Consignes:
- A) Recopiez fidèlement, dans l'article sur la pétition contre la guerre du Kosovo, le passage allant de « La nouvelle écologie » jusqu'à « l’intervention au Kosovo. » inclus.
- B) Indiquez, pour chacune des affirmations suivantes, si elle est conforme à l'article sur la pétition contre la guerre du Kosovo, en répondant par oui ou par non et en citant textuellement les mots qui permettent de trancher.
(i) Les fondateurs du Collectif Non à la guerre viennent de l'extrême gauche.
(ii) Le 20 avril 1999, Rüter a envoyé deux articles aux membres de la liste de diffusion Internet du magazine Konfrontatie.
(iii) Selon le communiqué du Collectif, 40 000 personnalités ont signé la pétition.
____ Texte fourni
De Fabel van de illegaal 35, juillet 1999

Par: Eric Krebbers

Traduit de l'anglais en français par Yves Coleman (Ni patrie ni frontières)


La Nouvelle Droite pousse la gauche à signer une déclaration contre la guerre du Kosovo

« Les Européens veulent la paix », affirme une pétition écrite par le Collectif français Non à la guerre (http://www.geocities.com/CapitolHill/2859/nonalaguerre.html). Bien que les fondateurs de ce Collectif viennent de l’extrême droite, ils ont réussi à attirer beaucoup de signatures d’intellectuels de gauche(1). La Nouvelle Droite espère gagner de la crédibilité en étant impliquée dans des projets communs avec des intellectuels progressistes. Marcel Rüter, dirigeant de l’organisation néerlandaise d’extrême droite Voorpost, est aussi intéressé par ce texte.

Le 20 avril 1999, Rüter a envoyé deux articles sur la pétition contre la guerre du Kosovo aux membres de la liste de diffusion Internet du magazine d’extrême gauche néerlandais Konfrontatie. Grâce à une faille technique, Rüter a réussi à mettre la main sur la liste des abonnés de ce magazine électronique.

La nouvelle écologie

Le premier texte était un communiqué de presse envoyé par le collectif français « Non à la guerre », dans lequel il se vante d’avoir déjà recueilli les signatures de 400 personnalités et de 40 000 autres personnes. Plus de cinquante comités locaux auraient été formés et le Collectif annonce qu’il va organiser une première manifestation. Selon le Comité, seuls les Américains voulaient vraiment la guerre, ce qui aurait rendus furieux les Européens si pacifiques. Nous sommes la seule force contre la guerre, écrit le Collectif, maintenant que tous les partis de droite et de gauche sont favorables à l’intervention au Kosovo.
________
____ Données fournies
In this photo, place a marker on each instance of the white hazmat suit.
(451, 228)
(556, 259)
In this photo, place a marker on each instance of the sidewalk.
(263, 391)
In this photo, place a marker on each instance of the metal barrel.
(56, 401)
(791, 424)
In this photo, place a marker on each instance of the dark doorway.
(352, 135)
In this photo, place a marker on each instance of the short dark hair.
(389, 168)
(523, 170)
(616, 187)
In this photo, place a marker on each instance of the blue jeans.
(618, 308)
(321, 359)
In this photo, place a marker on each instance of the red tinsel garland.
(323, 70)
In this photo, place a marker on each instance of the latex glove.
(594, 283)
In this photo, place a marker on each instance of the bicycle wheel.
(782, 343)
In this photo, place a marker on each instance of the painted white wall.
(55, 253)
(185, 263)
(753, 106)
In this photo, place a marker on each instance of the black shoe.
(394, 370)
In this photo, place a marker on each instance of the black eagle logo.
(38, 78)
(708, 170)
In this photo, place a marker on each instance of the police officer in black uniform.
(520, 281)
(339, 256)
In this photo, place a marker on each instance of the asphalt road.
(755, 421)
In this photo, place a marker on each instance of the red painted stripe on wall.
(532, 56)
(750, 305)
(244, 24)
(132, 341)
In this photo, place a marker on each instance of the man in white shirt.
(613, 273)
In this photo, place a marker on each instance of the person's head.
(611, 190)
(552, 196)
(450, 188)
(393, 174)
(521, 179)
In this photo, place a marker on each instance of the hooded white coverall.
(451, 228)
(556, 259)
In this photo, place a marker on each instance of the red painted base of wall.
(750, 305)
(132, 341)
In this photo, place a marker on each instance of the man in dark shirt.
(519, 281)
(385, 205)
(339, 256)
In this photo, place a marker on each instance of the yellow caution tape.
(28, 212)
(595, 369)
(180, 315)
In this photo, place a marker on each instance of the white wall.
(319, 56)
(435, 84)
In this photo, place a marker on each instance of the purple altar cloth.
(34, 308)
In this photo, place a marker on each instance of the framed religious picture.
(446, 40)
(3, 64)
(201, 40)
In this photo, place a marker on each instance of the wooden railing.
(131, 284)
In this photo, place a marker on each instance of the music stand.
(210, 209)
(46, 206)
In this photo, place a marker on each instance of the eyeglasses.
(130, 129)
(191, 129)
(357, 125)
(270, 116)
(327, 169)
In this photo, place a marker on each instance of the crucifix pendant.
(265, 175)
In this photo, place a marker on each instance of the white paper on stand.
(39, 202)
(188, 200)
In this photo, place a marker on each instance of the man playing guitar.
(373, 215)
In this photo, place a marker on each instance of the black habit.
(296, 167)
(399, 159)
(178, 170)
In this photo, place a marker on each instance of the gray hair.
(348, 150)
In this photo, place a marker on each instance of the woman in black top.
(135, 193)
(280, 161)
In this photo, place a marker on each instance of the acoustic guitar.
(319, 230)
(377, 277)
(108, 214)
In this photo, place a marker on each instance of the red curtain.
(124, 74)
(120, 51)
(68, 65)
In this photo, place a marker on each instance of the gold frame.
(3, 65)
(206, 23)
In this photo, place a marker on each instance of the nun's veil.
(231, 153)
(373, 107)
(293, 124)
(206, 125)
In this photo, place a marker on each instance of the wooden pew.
________
Réponses ci-dessous:
- A)
La nouvelle écologie

Le premier texte était un communiqué de presse envoyé par le collectif français « Non à la guerre », dans lequel il se vante d’avoir déjà recueilli les signatures de 400 personnalités et de 40 000 autres personnes. Plus de cinquante comités locaux auraient été formés et le Collectif annonce qu’il va organiser une première manifestation. Selon le Comité, seuls les Américains voulaient vraiment la guerre, ce qui aurait rendus furieux les Européens si pacifiques. Nous sommes la seule force contre la guerre, écrit le Collectif, maintenant que tous les partis de droite et de gauche sont favorables à l’intervention au Kosovo.

- B)
(i) Non : « Bien que les fondateurs de ce Collectif viennent de l’extrême droite ».
(ii) Oui : « Le 20 avril 1999, Rüter a envoyé deux articles sur la pétition contre la guerre du Kosovo aux membres de la liste de diffusion Internet du magazine d’extrême gauche néerlandais Konfrontatie. »
(iii) Non : « les signatures de 400 personnalités et de 40 000 autres personnes ».